> _Given text_:
========
This is where most of the latency lives. For my 272K context window, the runtime has to decide what fits and what gets truncated. Recent messages always win. Memory gets retrieved on relevance, not recency.

3. The ReAct loop fires. This is the core of OpenClaw's engineering. The LLM receives the assembled context and does one of two things: respond directly, or request a tool call. If it requests a tool call (like gog gmail search "is:unread"), the Agent Runtime intercepts the request, executes the tool in a sandboxed environment, captures the stdout/stderr, and feeds the result back into the conversation as a new message. The LLM then sees the tool output and decides: respond to the user, or call another tool.

This Reason → Act → Observe loop keeps running until the LLM emits a final response with no tool calls. A simple email check takes 1-2 iterations. A complex research query through Brave Search + Playwright can take 5-6. The first time I watched it chain six tool calls in a row to answer a single question, I realized this wasn't a chatbot — it was an execution environment.
========
> _Study material_:
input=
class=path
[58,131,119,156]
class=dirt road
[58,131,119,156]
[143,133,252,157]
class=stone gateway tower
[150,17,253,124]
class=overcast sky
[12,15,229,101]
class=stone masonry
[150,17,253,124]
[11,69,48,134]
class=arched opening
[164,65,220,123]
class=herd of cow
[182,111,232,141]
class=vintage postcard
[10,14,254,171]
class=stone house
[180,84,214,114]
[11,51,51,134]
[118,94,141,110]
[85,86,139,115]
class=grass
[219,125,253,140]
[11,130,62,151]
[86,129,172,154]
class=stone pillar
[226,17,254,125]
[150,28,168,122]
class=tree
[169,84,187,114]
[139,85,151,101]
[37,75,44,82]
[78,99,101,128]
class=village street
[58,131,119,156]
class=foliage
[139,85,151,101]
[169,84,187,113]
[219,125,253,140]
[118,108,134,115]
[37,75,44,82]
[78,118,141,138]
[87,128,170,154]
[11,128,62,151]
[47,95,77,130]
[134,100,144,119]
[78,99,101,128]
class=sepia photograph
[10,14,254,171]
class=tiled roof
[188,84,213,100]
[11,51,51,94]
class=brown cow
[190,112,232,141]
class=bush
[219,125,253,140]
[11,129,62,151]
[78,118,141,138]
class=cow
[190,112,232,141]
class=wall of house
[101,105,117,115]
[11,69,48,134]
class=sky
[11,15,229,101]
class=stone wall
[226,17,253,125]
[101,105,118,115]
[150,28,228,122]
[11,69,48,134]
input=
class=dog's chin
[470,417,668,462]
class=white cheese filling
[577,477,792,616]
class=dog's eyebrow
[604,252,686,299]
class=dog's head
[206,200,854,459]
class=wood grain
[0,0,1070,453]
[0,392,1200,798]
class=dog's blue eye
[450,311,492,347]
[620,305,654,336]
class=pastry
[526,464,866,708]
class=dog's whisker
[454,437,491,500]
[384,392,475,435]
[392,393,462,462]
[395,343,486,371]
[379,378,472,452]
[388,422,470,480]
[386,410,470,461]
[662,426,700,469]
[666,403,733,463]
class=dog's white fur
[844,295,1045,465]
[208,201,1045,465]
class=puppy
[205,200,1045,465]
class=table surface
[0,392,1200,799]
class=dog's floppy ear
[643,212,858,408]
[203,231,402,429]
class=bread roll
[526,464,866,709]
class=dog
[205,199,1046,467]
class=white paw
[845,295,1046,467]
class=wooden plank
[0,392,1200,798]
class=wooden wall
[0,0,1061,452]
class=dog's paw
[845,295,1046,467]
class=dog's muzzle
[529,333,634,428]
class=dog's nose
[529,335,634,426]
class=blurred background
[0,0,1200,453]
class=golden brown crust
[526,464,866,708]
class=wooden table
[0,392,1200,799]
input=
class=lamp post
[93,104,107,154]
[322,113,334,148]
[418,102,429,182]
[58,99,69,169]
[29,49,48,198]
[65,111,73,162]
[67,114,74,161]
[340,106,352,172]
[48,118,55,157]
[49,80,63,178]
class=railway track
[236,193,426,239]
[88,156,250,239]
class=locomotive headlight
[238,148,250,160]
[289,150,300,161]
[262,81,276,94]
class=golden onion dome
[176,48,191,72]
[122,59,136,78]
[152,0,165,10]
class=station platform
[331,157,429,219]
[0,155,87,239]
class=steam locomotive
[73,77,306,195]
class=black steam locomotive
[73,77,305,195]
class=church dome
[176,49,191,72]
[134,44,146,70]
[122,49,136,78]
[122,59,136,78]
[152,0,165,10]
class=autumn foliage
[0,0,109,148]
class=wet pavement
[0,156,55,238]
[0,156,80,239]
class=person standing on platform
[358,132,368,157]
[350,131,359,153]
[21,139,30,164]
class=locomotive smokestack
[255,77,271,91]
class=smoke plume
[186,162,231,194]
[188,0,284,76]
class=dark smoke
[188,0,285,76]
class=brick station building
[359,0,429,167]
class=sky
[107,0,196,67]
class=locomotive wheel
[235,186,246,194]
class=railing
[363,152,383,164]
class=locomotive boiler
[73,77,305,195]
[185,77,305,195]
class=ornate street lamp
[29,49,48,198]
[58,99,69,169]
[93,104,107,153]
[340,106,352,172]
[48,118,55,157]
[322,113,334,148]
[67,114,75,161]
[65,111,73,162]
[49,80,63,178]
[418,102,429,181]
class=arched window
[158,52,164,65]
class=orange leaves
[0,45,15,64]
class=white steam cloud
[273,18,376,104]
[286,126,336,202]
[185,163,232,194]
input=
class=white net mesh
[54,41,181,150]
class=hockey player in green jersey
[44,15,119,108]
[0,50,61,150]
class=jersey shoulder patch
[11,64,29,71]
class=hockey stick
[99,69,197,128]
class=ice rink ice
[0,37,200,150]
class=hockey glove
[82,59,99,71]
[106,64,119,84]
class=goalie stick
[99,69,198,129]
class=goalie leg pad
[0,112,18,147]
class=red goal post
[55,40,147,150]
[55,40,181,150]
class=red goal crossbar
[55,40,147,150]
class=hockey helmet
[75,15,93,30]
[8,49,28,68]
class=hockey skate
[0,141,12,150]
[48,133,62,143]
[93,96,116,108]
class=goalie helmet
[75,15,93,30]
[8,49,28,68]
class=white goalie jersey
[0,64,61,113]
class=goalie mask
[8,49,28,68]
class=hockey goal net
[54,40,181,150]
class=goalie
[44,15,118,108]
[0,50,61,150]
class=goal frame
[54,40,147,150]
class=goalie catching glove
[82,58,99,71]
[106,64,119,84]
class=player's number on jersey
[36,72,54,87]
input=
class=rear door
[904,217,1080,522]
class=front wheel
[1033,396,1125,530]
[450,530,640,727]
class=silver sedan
========
> _Problems to solve_:
1. Reproduce, word for word, the stretch of the OpenClaw passage from "This is where" through "call another tool.".
2. In the OpenClaw passage, what condition ends the Reason → Act → Observe loop?

> _Numbered answers_:
1.
This is where most of the latency lives. For my 272K context window, the runtime has to decide what fits and what gets truncated. Recent messages always win. Memory gets retrieved on relevance, not recency.

3. The ReAct loop fires. This is the core of OpenClaw's engineering. The LLM receives the assembled context and does one of two things: respond directly, or request a tool call. If it requests a tool call (like gog gmail search "is:unread"), the Agent Runtime intercepts the request, executes the tool in a sandboxed environment, captures the stdout/stderr, and feeds the result back into the conversation as a new message. The LLM then sees the tool output and decides: respond to the user, or call another tool.

2. The LLM emits a final response with no tool calls.